[Opening DATA EXCERPTS section]

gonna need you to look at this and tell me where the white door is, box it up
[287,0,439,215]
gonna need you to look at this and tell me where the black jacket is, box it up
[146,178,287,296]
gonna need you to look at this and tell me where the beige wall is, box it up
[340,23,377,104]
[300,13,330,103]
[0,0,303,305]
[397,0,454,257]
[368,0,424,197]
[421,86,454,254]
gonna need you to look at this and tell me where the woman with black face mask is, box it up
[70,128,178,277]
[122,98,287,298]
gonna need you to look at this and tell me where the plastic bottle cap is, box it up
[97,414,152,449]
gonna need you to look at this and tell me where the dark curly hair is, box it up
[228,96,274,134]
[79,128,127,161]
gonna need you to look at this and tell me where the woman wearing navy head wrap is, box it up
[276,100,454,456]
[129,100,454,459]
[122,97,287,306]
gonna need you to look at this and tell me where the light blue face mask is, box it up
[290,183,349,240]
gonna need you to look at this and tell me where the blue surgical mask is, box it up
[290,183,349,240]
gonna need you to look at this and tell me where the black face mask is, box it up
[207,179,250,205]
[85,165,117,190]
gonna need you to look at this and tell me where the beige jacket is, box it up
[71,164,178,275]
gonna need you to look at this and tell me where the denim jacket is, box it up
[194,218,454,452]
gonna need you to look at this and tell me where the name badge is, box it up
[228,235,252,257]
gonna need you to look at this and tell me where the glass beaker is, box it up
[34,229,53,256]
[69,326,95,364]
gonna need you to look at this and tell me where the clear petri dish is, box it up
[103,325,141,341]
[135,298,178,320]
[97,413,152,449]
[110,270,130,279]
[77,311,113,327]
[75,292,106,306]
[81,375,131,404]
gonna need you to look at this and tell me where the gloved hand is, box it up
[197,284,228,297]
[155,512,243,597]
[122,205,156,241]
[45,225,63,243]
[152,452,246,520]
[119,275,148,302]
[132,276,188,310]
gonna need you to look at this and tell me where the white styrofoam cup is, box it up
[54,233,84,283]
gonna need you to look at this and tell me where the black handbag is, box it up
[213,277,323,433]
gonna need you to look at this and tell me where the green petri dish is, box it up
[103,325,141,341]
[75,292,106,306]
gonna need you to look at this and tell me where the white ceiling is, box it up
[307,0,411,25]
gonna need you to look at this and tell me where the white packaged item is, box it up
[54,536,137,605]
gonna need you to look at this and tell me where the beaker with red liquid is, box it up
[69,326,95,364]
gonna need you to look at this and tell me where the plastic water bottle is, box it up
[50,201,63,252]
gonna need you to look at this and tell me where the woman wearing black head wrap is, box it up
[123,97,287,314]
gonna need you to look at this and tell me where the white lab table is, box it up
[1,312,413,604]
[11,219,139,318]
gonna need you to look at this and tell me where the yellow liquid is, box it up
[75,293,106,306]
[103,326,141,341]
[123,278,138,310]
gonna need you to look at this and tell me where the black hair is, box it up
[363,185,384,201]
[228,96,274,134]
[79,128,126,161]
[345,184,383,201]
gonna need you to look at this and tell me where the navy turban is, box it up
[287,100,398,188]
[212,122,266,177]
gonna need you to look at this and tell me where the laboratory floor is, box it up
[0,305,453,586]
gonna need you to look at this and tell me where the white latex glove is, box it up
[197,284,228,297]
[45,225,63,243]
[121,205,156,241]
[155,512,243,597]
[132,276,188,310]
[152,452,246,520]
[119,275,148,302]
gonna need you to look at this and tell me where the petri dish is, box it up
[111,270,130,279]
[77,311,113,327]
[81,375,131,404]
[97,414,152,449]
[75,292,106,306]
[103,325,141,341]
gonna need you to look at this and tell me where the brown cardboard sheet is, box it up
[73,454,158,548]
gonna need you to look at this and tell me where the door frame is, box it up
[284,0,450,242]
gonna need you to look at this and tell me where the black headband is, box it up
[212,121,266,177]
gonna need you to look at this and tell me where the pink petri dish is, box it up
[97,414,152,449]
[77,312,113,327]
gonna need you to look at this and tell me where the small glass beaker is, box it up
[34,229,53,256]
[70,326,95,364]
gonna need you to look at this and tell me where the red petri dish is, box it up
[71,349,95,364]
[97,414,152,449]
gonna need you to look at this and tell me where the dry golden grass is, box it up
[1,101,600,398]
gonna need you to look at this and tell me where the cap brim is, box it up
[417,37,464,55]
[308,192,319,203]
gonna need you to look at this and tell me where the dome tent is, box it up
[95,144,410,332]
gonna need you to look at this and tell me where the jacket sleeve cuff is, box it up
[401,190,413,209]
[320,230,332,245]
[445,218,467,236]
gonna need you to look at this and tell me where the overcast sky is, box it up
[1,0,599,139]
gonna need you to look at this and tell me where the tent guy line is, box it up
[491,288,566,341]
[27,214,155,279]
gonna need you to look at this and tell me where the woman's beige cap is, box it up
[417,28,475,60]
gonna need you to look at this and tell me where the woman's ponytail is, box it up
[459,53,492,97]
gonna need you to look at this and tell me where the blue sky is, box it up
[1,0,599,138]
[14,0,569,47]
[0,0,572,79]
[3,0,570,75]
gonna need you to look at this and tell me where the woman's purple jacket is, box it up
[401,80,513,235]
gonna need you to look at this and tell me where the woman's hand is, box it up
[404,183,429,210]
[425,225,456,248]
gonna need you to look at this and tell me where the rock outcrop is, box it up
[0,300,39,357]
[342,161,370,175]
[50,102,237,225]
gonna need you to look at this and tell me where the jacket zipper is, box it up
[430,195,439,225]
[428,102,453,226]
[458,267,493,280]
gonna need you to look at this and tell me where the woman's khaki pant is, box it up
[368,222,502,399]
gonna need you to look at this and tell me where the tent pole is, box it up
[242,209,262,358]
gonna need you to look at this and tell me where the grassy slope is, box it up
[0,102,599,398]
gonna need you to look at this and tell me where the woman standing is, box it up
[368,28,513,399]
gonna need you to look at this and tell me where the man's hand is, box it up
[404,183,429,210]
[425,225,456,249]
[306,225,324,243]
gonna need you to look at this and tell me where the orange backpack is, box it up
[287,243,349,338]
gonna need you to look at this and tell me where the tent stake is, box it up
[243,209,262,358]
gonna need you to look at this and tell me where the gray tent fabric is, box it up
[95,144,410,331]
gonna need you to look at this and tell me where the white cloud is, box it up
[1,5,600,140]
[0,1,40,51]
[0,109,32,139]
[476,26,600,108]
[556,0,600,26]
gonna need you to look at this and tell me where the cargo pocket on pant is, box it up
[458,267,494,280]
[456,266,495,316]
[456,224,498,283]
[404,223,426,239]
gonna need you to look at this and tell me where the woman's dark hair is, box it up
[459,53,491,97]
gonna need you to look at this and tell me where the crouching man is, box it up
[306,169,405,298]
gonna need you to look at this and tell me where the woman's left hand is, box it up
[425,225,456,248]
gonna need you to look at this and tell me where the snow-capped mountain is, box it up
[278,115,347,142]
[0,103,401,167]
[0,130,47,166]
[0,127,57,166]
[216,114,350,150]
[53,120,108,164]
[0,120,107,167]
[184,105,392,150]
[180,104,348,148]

[Closing DATA EXCERPTS section]

YOUR GOAL → All records above need to be set down again exactly as written.

SOLUTION TO THIS TASK →
gonna need you to look at this and tell me where the white door is, box it up
[287,0,439,215]
gonna need you to look at this and tell me where the black jacket is, box it up
[146,178,287,296]
gonna need you to look at this and tell me where the beige wall is, box it up
[340,23,377,104]
[300,13,330,103]
[0,0,303,305]
[397,0,454,257]
[368,0,424,197]
[421,86,454,254]
gonna need you to look at this and tell me where the woman with black face mask is, box it up
[70,128,178,277]
[122,98,287,298]
gonna need you to look at this and tell me where the plastic bottle cap is, box it up
[97,414,152,449]
gonna need you to look at this and tell me where the dark curly hair is, box it up
[228,96,274,134]
[79,128,127,161]
gonna need you to look at this and tell me where the woman wearing navy head wrap is, box it up
[276,100,454,456]
[129,100,454,459]
[122,97,287,306]
gonna need you to look at this and tell me where the light blue face mask is, box it up
[290,183,349,240]
gonna need you to look at this and tell me where the blue surgical mask is, box it up
[290,183,349,240]
gonna need you to look at this and tell me where the black face mask is, box it up
[207,179,250,205]
[85,165,117,190]
gonna need you to look at this and tell me where the beige jacket is, box it up
[71,164,178,275]
gonna need you to look at this and tell me where the denim jacket is, box it up
[194,218,454,452]
gonna need you to look at this and tell me where the name badge is, box it up
[228,235,252,257]
gonna need you to look at this and tell me where the glass beaker is, box it up
[34,229,53,256]
[69,326,95,364]
gonna need you to look at this and tell me where the clear petri dish is, box it up
[103,325,141,341]
[135,298,178,320]
[97,413,152,449]
[110,270,130,279]
[77,311,113,327]
[75,292,106,306]
[81,375,131,404]
gonna need you to look at this and tell me where the gloved hand is, box it up
[197,284,228,297]
[155,512,243,597]
[122,205,156,241]
[45,225,63,243]
[152,452,246,520]
[119,275,148,302]
[132,276,188,310]
gonna need you to look at this and tell me where the white styrofoam cup is, box it up
[54,233,84,283]
gonna need you to look at this and tell me where the black handbag is, box it up
[213,277,323,433]
gonna need you to look at this and tell me where the green petri dish is, box it up
[103,325,141,341]
[75,292,106,306]
gonna need you to look at this and tell me where the white ceiling is, box it up
[307,0,411,25]
gonna need you to look at this and tell me where the white packaged item is, box it up
[54,536,137,605]
gonna need you to look at this and tell me where the beaker with red liquid is, box it up
[69,326,95,364]
gonna need you to look at this and tell me where the plastic water bottle is, box it up
[50,201,63,252]
gonna need you to look at this and tell me where the woman wearing black head wrap is, box it up
[123,97,287,314]
gonna need you to look at this and tell me where the white lab table is, box it up
[1,312,413,604]
[11,219,139,318]
gonna need you to look at this and tell me where the yellow liquid is, box it up
[75,293,106,306]
[103,326,141,341]
[123,278,138,310]
gonna need you to look at this and tell me where the black hair is, box it up
[363,185,384,201]
[228,96,274,134]
[79,128,126,161]
[345,184,383,201]
gonna need you to look at this and tell me where the navy turban is, box it up
[287,100,398,188]
[212,122,266,177]
gonna need you to look at this and tell me where the laboratory floor is, box it up
[0,305,453,586]
gonna need you to look at this and tell me where the white latex glove is, box it up
[197,284,228,297]
[45,225,63,243]
[121,205,156,241]
[155,512,243,597]
[132,276,188,310]
[152,452,246,520]
[119,275,148,302]
gonna need you to look at this and tell me where the petri dish is, box it up
[111,270,130,279]
[77,311,113,327]
[81,375,131,404]
[97,414,152,449]
[75,292,106,306]
[103,325,141,341]
gonna need you to look at this and tell me where the brown cardboard sheet is, box it up
[73,454,158,548]
gonna need you to look at this and tell me where the door frame is, box it up
[284,0,450,242]
gonna need you to look at this and tell me where the black headband is, box it up
[212,121,266,177]
gonna need you to look at this and tell me where the pink petri dish is, box it up
[97,414,152,449]
[77,312,113,327]
gonna need you to look at this and tell me where the small glass beaker is, box it up
[34,229,53,256]
[70,326,95,364]
gonna need you to look at this and tell me where the red petri dish is, box it up
[71,349,95,364]
[97,414,152,449]
gonna need you to look at this and tell me where the dry golden grass is, box it up
[1,101,600,398]
gonna need you to look at this and tell me where the cap brim is, box it up
[417,37,464,55]
[308,192,319,203]
gonna need you to look at this and tell me where the dome tent is, box it up
[95,144,410,332]
gonna need you to look at this and tell me where the jacket sleeve cuff is, box it up
[401,190,413,209]
[320,230,332,245]
[445,218,467,236]
gonna need you to look at this and tell me where the overcast sky is, box it up
[1,0,599,139]
gonna need you to look at this and tell me where the tent guy line is, box it up
[491,288,566,341]
[27,214,155,279]
gonna need you to look at this and tell me where the woman's beige cap is, box it up
[417,28,475,60]
gonna need you to look at this and tell me where the woman's ponytail is, box it up
[459,53,492,97]
gonna need you to look at this and tell me where the blue sky is, box it up
[1,0,599,138]
[14,0,569,47]
[0,0,572,79]
[3,0,570,75]
gonna need you to look at this and tell me where the woman's purple jacket is, box it up
[401,80,513,235]
gonna need you to look at this and tell me where the woman's hand is, box it up
[404,183,429,210]
[425,225,456,248]
gonna need you to look at this and tell me where the rock outcrop is, box it up
[0,300,39,357]
[342,161,370,175]
[50,102,237,225]
gonna need you to look at this and tell me where the jacket zipper is, box it up
[430,195,439,225]
[428,102,453,226]
[458,267,493,280]
gonna need you to look at this and tell me where the woman's khaki pant is, box it up
[368,222,502,399]
gonna need you to look at this and tell me where the tent pole is, box it up
[242,209,262,358]
gonna need you to look at this and tell me where the grassy slope is, box it up
[0,102,599,398]
gonna need you to look at this and tell me where the woman standing is, box it up
[368,28,513,399]
gonna need you to look at this and tell me where the man's hand is, box it up
[404,183,429,210]
[425,225,456,249]
[306,225,324,243]
gonna need you to look at this and tell me where the orange backpack is, box it up
[287,243,349,338]
gonna need you to look at this and tell me where the tent stake is, box it up
[243,209,262,358]
gonna need you to look at this and tell me where the gray tent fabric is, box it up
[95,144,410,331]
gonna need you to look at this and tell me where the white cloud is, box it up
[1,5,600,140]
[0,1,40,51]
[0,109,32,139]
[476,26,600,108]
[556,0,600,26]
gonna need you to look at this and tell me where the cargo pocket on pant is, box it up
[458,267,494,280]
[456,266,495,316]
[456,224,498,283]
[404,223,426,239]
gonna need you to look at this and tell me where the woman's dark hair is, box it up
[459,53,491,97]
gonna need you to look at this and tell me where the crouching man is, box it up
[306,169,405,298]
gonna need you to look at this and tell me where the woman's left hand is, box it up
[425,225,456,248]
gonna need you to look at this and tell me where the snow-capped mountain is, box it up
[278,115,347,142]
[0,103,401,167]
[0,130,47,166]
[0,127,57,166]
[216,114,350,150]
[53,120,108,164]
[0,120,107,167]
[184,105,392,150]
[180,104,348,148]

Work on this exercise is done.